## [Travail demandé]
1. Relevez dans le texte sur le transport aérien tous les types de renseignements détaillés que le département des Transports et la Federal Aviation Authority publient aux États-Unis.
2. Rédigez la suite du texte sur le transport aérien en partant de sa dernière phrase.

## [Source]
☆ ☆ ☆ ☆ ☆ ☆ ☆

Je vais maintenant parler des statistiques à l'égard des résultats. Il ne sert pas à grand-chose de compter sur la concurrence pour discipliner le marché du transport aérien si l'on ne recueille pas et ne publie pas des renseignements permettant de récompenser le rendement supérieur d'un transporteur avec une part plus importante du marché. Aux États-Unis, le département des Transports et la Federal Aviation Authority publient des renseignements détaillés au sujet des arrivées à temps, des bagages perdus, des départs retardés et des vols annulés. Le département des Transports impose des sanctions financières aux transporteurs dont les pratiques laissent à désirer sous la forme d'amendes et d'autres pénalités.

Les consommateurs canadiens ont besoin de ces renseignements pour faire les meilleurs choix possible sur le marché. La réglementation doit faire respecter des normes de qualité pour que le service réponde aux attentes raisonnables des voyageurs.

Je vais maintenant passer au commissaire aux plaintes. L'inclusion du processus de résolution des plaintes à l'Office des transports du Canada n'a pas été une réussite. Malgré les promesses que les autorités de Transports Canada ont faites lorsque le Bureau du commissaire aux plaintes relatives au transport aérien a été fermé en 2007, il y a eu beaucoup de publicité concernant cette fonction de l'office, mais surtout pour dissuader le public d'y recourir. Le guichet concernant les pratiques à l'égard de la clientèle qui avait été ouvert lorsque le commissaire aux plaintes relatives au transport aérien, Bruce Hood, et celle qui l'a précédé étaient en fonction, a été fermé.

Les voyageurs et le secteur du transport aérien ont besoin d'un commissaire aux plaintes ayant le pouvoir de résoudre les différends avec la clientèle et d'imposer des solutions lorsqu'une entente est impossible. Comme pour les télécommunications où règne une concurrence plus forte, il faut un ombudsman indépendant pour arbitrer et résoudre les différends avec les clients. Également, une commission peut attirer l'attention sur les problèmes génériques liés au service et suggérer des solutions.

Les procédures officielles de l'OTC ne s'alignent pas sur les besoins des voyageurs et visent à établir des règles officielles à partir de la réglementation existante d'une façon quasi judiciaire. La plupart des difficultés des voyageurs n'exigent pas ou n'atteignent pas ce niveau d'arbitrage.

En ce qui concerne la participation des voyageurs, les transporteurs aériens ont fait l'objet d'une déréglementation quand le processus en était à ses débuts et leur gouvernance reflète l'idéologie qui prévalait à l'époque. Il suffisait de prendre du recul et de laisser le marché fonctionner. Le gouvernement n'a pas les renseignements nécessaires ni les moyens voulus pour évaluer comme il faut la satisfaction de la clientèle et la protection des consommateurs. Transports Canada n'a malheureusement pas cherché à mettre au point un système de mesure pour évaluer le rendement des compagnies aériennes, surveiller ce système et le faire appliquer.

☆ ☆ ☆ ☆ ☆ ☆ ☆

## [Entrées de données]
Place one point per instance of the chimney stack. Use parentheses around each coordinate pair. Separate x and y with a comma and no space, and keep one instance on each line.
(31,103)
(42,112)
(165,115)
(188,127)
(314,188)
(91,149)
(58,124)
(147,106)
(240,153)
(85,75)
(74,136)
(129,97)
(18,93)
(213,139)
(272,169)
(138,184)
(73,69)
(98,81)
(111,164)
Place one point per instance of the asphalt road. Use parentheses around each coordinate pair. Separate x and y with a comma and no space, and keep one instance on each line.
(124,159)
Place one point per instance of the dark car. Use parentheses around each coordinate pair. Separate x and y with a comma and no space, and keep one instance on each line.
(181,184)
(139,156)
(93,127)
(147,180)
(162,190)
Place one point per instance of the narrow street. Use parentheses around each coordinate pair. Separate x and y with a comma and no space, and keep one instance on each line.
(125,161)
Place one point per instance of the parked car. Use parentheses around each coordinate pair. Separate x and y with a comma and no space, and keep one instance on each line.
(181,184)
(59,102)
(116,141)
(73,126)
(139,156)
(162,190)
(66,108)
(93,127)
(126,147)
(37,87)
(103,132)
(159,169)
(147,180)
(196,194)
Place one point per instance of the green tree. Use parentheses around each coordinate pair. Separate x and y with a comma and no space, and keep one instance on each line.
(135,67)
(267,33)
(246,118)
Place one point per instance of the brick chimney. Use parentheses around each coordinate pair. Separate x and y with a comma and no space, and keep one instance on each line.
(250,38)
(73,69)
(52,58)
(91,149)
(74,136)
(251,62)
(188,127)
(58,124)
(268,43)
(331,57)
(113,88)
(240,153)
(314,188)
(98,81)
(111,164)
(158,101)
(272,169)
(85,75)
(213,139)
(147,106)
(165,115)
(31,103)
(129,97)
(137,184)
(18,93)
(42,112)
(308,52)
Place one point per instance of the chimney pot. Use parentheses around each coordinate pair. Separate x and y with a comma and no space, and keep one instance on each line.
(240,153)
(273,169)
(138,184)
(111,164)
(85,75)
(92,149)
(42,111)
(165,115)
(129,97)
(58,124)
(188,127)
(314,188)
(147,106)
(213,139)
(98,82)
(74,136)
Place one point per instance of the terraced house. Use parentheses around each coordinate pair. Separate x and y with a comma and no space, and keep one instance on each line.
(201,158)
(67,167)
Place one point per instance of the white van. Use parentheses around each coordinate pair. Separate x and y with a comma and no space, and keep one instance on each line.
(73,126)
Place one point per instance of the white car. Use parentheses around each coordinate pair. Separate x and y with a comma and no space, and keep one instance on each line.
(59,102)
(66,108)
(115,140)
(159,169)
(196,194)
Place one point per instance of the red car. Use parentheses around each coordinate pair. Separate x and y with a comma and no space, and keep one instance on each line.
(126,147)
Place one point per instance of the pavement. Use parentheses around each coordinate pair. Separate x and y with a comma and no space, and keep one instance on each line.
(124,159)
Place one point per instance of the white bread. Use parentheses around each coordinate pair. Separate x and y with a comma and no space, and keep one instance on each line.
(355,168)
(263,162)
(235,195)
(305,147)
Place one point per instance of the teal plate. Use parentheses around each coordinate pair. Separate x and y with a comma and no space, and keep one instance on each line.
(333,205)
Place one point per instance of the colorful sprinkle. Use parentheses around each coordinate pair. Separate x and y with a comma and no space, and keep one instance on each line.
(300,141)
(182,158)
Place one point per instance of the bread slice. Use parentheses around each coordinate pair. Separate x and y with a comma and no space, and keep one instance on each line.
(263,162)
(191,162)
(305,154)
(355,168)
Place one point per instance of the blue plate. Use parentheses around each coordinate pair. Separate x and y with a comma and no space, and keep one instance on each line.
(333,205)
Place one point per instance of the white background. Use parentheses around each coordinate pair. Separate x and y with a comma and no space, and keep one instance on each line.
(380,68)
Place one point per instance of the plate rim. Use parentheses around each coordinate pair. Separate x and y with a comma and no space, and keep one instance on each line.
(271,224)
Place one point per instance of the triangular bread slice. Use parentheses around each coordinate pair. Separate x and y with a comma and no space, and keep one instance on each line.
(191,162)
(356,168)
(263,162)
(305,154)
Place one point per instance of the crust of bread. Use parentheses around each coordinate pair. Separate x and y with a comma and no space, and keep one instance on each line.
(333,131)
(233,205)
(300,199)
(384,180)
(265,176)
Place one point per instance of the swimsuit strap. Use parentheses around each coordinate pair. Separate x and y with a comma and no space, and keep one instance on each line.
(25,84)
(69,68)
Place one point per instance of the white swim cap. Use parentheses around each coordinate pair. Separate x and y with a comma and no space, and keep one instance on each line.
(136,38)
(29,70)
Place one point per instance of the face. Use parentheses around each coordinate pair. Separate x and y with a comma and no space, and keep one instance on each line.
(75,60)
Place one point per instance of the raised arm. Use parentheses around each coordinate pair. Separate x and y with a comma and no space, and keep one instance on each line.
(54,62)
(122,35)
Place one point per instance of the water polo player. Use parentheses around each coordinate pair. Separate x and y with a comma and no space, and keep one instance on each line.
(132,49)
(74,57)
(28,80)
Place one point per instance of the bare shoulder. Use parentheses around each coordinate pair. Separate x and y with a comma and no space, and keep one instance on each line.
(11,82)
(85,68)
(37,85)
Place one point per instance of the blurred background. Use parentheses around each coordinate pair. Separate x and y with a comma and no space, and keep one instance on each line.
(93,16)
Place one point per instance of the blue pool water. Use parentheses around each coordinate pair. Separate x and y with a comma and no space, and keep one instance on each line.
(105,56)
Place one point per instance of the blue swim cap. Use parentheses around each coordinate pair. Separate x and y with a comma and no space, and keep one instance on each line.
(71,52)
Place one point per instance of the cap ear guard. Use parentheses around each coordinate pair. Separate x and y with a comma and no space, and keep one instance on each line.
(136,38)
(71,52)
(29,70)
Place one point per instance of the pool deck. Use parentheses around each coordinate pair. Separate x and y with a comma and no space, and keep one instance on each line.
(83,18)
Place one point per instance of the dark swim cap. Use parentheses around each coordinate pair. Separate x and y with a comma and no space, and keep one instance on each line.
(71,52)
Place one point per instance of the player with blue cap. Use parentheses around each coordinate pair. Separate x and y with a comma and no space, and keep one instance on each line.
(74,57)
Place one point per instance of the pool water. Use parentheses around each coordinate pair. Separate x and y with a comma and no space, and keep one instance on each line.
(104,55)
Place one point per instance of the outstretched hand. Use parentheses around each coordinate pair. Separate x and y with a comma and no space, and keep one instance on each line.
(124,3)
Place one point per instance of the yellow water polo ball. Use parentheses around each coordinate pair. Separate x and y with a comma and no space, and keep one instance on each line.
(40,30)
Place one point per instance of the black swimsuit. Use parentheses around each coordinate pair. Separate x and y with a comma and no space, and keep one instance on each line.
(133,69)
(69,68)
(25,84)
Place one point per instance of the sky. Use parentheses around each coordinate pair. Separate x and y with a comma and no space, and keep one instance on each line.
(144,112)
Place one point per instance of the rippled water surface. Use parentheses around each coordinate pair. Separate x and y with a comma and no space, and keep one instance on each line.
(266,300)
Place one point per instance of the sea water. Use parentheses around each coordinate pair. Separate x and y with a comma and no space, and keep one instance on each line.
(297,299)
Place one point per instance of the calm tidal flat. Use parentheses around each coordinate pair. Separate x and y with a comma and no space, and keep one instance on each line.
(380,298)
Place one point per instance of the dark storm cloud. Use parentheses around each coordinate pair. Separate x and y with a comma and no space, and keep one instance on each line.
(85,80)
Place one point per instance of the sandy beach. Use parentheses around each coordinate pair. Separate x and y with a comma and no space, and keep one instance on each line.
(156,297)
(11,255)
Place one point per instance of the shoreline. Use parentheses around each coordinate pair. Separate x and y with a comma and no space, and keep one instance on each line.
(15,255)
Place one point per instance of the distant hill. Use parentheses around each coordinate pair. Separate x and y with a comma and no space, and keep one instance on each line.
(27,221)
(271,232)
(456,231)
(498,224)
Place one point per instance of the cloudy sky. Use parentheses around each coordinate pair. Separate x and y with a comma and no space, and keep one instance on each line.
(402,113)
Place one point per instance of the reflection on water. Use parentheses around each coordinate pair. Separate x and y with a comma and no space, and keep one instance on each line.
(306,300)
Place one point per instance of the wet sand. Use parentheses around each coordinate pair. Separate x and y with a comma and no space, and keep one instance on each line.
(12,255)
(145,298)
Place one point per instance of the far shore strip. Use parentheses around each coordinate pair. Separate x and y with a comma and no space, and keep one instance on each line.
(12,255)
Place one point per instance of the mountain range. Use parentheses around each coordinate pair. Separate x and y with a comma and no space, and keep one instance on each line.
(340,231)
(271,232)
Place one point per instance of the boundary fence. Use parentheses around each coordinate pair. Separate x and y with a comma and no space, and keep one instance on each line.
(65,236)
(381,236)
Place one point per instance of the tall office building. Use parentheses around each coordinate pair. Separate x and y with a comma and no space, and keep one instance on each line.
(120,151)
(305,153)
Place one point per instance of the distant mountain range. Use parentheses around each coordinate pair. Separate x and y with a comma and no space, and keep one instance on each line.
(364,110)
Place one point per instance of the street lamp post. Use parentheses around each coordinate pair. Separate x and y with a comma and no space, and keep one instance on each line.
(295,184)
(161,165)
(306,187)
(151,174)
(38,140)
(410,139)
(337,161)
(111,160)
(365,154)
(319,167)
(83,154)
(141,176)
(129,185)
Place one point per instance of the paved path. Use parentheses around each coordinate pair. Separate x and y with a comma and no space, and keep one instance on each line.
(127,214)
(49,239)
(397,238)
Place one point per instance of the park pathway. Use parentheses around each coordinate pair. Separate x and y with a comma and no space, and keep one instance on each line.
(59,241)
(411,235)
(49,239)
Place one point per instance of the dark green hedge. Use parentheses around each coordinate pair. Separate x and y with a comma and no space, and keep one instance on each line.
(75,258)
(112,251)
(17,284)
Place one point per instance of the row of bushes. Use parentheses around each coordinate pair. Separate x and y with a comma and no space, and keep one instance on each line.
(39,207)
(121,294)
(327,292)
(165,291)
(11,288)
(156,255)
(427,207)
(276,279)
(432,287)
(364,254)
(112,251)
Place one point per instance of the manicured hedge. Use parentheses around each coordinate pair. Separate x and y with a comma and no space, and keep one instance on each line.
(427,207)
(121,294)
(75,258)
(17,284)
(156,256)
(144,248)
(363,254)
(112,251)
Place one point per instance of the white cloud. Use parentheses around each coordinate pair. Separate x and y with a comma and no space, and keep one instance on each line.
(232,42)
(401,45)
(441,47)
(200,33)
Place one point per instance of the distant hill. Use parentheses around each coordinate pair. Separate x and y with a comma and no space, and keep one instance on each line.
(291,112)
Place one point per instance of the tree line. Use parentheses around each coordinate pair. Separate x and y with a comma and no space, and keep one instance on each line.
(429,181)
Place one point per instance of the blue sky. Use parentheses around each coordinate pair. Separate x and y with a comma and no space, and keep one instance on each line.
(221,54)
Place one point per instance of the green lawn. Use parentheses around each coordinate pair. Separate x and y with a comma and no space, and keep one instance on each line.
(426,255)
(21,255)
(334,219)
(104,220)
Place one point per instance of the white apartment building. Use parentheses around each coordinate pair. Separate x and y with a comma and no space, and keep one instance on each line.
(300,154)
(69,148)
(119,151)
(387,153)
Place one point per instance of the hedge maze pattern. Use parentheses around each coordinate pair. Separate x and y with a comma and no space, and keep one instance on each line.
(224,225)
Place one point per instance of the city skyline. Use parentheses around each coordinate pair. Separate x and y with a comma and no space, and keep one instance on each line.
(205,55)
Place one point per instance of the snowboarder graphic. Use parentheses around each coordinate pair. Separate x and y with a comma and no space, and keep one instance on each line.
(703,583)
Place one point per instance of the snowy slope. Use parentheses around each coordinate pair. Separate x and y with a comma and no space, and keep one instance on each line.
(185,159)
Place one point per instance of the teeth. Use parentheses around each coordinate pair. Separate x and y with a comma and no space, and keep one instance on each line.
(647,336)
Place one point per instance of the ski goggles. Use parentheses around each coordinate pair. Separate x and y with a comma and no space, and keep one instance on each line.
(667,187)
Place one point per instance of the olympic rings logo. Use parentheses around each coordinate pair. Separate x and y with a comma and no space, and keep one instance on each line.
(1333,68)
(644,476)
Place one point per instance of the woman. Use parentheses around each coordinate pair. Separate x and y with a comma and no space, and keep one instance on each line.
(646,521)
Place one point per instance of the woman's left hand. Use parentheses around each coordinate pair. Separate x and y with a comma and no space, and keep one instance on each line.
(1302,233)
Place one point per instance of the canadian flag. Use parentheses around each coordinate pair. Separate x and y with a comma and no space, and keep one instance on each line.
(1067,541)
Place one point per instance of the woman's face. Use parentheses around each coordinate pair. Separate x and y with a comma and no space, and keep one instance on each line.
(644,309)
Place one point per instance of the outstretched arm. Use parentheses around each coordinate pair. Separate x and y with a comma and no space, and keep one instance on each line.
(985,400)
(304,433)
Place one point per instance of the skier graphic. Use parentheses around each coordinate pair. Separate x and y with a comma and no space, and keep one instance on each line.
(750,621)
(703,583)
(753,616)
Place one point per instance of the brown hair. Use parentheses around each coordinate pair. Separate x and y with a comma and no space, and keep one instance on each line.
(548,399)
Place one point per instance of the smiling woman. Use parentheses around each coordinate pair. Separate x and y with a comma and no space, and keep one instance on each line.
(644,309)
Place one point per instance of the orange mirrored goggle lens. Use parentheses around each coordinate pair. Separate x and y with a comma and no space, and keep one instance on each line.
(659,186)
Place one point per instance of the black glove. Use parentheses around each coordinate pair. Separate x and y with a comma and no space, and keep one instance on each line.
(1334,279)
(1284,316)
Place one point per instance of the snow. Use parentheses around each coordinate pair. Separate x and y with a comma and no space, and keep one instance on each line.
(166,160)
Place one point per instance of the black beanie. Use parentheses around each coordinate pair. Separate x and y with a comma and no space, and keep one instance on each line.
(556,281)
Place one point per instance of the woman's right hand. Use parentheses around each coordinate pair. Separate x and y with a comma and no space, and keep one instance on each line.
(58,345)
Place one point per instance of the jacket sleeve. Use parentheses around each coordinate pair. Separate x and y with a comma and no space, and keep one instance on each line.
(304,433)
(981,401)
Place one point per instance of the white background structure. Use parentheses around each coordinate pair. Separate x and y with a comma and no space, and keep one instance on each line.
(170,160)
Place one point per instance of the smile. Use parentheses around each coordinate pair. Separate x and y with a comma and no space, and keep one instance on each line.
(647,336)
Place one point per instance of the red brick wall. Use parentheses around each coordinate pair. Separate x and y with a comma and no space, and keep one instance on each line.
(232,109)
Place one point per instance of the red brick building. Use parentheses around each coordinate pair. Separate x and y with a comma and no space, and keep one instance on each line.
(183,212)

☆ ☆ ☆ ☆ ☆ ☆ ☆

## [Réponses]
1.
- les arrivées à temps
- les bagages perdus
- les départs retardés
- les vols annulés

2.
À part quelques études universitaires qui s'intéressent surtout aux résultats financiers des transporteurs aériens, on manque d'études empiriques sur ce qui donne des résultats. La position des voyageurs sur le marché est surtout protégée par la vague de protestation qui est déclenchée lorsque les transporteurs prennent des mesures de réduction des coûts qui nuisent à la qualité du service.

Il faudrait avoir au moins un conseil des usagers des transports aériens qui puisse réagir au nom des consommateurs et lutter contre ce qui semble être une léthargie bureaucratique ou une captation de la réglementation. La situation financière des transporteurs aériens n'est pas très solide, mais tout semble indiquer que le mécontentement des clients peut difficilement assurer la réussite financière à long terme.

Merci. Je me ferai un plaisir de répondre à vos questions.

Le vice-président : Merci. Nous allons donc passer aux questions.

Le sénateur Zimmer : J'ai deux brèves questions. Premièrement, le Canada a négocié un certain nombre d'accords « Ciel ouvert », notamment avec l'Union européenne et les États-Unis. À votre avis, dans quelle mesure ces accords ont-ils été bénéfiques pour les voyageurs canadiens et faudrait-il les élargir pour permettre le cabotage?

M. Janigan : C'est une bonne question, mais malheureusement, nous n'avons pas fait d'études empiriques sur les avantages que ces accords apportent aux consommateurs. Je pense qu'en général, les consommateurs bénéficient des accords « ciel ouvert » en ayant accès aux services de façon réciproque et équitable.

Malheureusement, je ne suis pas en mesure d'en parler de façon générale.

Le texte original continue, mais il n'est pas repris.